Records: Begin

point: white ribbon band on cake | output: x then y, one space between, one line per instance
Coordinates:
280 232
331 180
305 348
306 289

Records: End
Records: Begin

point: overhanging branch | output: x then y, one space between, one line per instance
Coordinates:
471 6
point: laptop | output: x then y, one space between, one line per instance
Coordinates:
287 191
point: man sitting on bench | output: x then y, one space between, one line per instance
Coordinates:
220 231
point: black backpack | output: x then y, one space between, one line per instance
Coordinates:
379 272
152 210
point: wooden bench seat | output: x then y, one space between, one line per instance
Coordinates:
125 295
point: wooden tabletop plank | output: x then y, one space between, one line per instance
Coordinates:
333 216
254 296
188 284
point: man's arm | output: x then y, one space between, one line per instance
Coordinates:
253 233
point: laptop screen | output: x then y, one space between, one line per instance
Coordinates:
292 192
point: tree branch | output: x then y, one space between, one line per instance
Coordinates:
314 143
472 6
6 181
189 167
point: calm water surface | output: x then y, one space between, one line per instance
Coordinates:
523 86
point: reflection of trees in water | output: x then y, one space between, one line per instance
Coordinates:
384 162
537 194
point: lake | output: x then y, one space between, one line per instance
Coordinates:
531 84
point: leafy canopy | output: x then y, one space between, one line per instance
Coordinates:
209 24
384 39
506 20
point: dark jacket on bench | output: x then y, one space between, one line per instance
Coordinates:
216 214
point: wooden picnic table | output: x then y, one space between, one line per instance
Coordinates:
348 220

Records: End

**What is required**
Each line above with the word "water" needs to be copied.

**Exercise answer**
point: calm water surface | output: x then y, one space between, one line per instance
point: reflection of trees in water | output: x then y, one space between, one line per instance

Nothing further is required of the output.